**Entries supplied**

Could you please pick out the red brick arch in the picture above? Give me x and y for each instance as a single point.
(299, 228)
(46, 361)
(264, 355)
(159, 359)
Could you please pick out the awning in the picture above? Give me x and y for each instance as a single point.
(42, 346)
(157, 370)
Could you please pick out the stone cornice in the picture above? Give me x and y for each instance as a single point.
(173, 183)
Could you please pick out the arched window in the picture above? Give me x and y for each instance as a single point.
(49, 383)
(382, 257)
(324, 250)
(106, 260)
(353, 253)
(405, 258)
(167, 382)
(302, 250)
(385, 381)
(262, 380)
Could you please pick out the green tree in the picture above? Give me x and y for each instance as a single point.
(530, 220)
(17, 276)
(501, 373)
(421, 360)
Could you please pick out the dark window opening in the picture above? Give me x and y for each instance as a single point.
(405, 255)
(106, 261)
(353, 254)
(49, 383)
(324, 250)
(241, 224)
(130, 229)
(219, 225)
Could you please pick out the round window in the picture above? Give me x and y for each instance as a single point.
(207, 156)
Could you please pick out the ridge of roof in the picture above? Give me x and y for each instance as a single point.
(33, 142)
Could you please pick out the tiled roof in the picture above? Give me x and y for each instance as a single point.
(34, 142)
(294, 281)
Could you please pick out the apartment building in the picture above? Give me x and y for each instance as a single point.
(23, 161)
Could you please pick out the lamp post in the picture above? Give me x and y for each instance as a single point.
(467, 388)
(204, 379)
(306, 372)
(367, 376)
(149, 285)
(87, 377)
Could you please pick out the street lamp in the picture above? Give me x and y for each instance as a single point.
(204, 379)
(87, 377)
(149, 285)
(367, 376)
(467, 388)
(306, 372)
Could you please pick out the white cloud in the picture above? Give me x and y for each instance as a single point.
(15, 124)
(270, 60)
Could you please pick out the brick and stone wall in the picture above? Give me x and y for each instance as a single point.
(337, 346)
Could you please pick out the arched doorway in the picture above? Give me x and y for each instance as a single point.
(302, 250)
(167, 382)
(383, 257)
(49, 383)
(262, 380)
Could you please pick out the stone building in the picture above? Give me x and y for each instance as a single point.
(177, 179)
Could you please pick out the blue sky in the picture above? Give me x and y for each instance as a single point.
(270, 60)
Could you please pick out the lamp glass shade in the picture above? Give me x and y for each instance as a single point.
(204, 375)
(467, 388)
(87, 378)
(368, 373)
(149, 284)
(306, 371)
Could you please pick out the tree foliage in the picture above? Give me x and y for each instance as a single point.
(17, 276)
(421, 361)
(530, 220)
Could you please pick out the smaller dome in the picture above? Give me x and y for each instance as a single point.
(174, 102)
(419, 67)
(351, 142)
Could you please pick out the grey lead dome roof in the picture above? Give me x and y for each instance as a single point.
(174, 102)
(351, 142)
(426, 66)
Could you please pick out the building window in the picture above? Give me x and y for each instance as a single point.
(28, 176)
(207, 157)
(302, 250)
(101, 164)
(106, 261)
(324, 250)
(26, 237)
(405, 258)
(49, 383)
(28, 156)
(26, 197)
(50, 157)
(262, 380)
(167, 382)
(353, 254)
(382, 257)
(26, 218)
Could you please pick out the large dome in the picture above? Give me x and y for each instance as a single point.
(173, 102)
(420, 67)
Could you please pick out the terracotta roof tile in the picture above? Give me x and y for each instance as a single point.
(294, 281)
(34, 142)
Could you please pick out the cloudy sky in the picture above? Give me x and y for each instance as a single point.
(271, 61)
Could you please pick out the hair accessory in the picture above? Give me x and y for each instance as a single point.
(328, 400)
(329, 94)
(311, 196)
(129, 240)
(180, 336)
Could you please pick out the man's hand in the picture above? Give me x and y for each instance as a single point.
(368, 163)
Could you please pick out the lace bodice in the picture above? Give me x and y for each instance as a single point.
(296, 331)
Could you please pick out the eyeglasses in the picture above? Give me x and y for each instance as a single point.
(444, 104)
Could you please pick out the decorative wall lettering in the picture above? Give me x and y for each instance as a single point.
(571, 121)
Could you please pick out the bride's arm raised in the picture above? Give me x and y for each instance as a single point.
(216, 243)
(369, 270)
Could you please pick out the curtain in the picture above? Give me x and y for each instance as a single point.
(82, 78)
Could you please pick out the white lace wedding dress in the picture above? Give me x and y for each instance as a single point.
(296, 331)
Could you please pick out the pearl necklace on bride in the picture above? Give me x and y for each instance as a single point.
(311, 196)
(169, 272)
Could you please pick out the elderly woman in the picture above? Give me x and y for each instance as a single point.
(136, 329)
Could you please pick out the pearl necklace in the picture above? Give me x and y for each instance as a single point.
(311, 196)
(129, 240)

**Problem statement**
Repeat the data above word for word, keeping every line in its original order.

**Response to the task**
Could you please pick out the red brick arch in the picture above? Give me x and y for each instance as a single point.
(299, 228)
(46, 361)
(264, 355)
(159, 359)
Could you please pick out the awning in the picture above? Give me x and y for each instance as a single point.
(42, 346)
(157, 370)
Could you please pick out the stone cornice in the picture above? Give me x and y for each instance as a single point.
(173, 183)
Could you please pick out the arched window in the picture above? Give me x and y for each instance as a single point.
(49, 383)
(382, 257)
(324, 250)
(106, 260)
(353, 253)
(405, 258)
(167, 382)
(302, 250)
(385, 381)
(262, 380)
Could you please pick out the green tree in the picture above? Give me x and y for each instance as a single point.
(530, 220)
(17, 276)
(501, 373)
(421, 360)
Could you please pick out the dark window opening in the picture above? Give me x and y for each instance as a single point.
(405, 255)
(106, 261)
(353, 254)
(49, 383)
(324, 250)
(241, 224)
(130, 229)
(219, 225)
Could you please pick out the round window in the picture above? Give me x and y for each instance as a single point.
(207, 156)
Could you please pick out the ridge of roof in the picture above? Give me x and y for each instance as a single point.
(33, 142)
Could you please pick out the tiled roof in the picture above? Give me x and y for each instance as a single point.
(34, 142)
(294, 281)
Could you please pick out the apartment building in the picture above? Give me x and y for each instance as a single point.
(23, 161)
Could you please pick out the lamp post in the picture above? Give me x and y for each instance as a single point.
(467, 388)
(204, 379)
(306, 372)
(367, 376)
(149, 285)
(87, 377)
Could you please pick out the street lamp in the picture above? Give me x and y for each instance as a single point.
(204, 379)
(87, 377)
(149, 285)
(367, 376)
(467, 388)
(306, 372)
Could you please pick out the white cloud in the picture above? Give me x and y for each instance as a single point.
(15, 124)
(270, 60)
Could you please pick out the brick and stone wall in the picture above? Give me x and y for each instance as a single point.
(337, 346)
Could you please pick out the arched doorway in the picture above? Give me x and y for each instance as a single point.
(302, 250)
(167, 382)
(383, 257)
(49, 383)
(262, 380)
Could you please pick out the stone building in the picture above? Give me x and y for each instance as a single point.
(177, 179)
Could you please pick out the blue sky in the picture above? Give me x and y for each instance as a single point.
(270, 60)
Could you please pick out the lamp glass shade in the picture above? Give me x and y for each instance as a single point.
(204, 375)
(467, 388)
(87, 378)
(368, 373)
(149, 284)
(306, 371)
Could you please pick out the tree foliage in the picture above? Give me x and y for each instance as a single point.
(17, 276)
(421, 361)
(530, 220)
Could you please pick out the smaller dome in the picture above? Give me x and y for each instance as a single point.
(174, 102)
(419, 67)
(351, 142)
Could you please pick out the grey lead dome roof in the picture above? Give me x and y for each instance as a single point.
(174, 102)
(351, 142)
(426, 66)
Could you please pick out the building window in the picture above? Give me x and y for each instance as a single point.
(28, 176)
(207, 157)
(302, 250)
(101, 164)
(106, 261)
(324, 250)
(26, 237)
(405, 258)
(49, 383)
(28, 156)
(26, 197)
(50, 157)
(262, 380)
(167, 382)
(353, 254)
(382, 257)
(26, 218)
Could you please pick out the large dome in the picture above? Give me x and y for each instance as a single point.
(173, 102)
(420, 67)
Could you please pick out the terracotta roof tile in the picture above? Give me x and y for each instance as a single point.
(294, 281)
(34, 142)
Could you please pick out the cloudy sky in the picture above? Give me x and y for each instance as a single point.
(271, 61)
Could you please pick out the hair accessory in the picture above? Give me x and y for each instance as a single point.
(328, 400)
(329, 94)
(311, 196)
(129, 240)
(180, 336)
Could you please pick out the man's hand in the picture above? Give me x and y for each instance as a single point.
(368, 163)
Could you please pick out the lace bodice in the picture above? Give me x and y for each instance as a single point.
(296, 331)
Could you please pick out the eyeglasses in the picture above? Give me x and y for each instance as a single point.
(444, 104)
Could you please pick out the decorative wall lettering in the picture above? Give me x and y for each instance as a single point.
(571, 121)
Could you please pick out the bride's arm raised in the picture above? Give me x and y for each instance as a single point.
(216, 243)
(369, 270)
Could you please pick out the curtain in the picture above? Give me x and y for each instance as a single point.
(82, 78)
Could you please pick out the white lace wedding dress in the picture above? Give me x and y for each instance as a single point.
(296, 331)
Could you please pick out the pearl necklace on bride in the picture above? Give me x and y for each instance as a single point.
(311, 196)
(169, 272)
Could you please pick out the elderly woman in the picture above? Give me x and y for each instance as a single point.
(136, 329)
Could you please pick out the pearl necklace in the picture above? Give me x and y for each instance as a single point.
(311, 196)
(129, 240)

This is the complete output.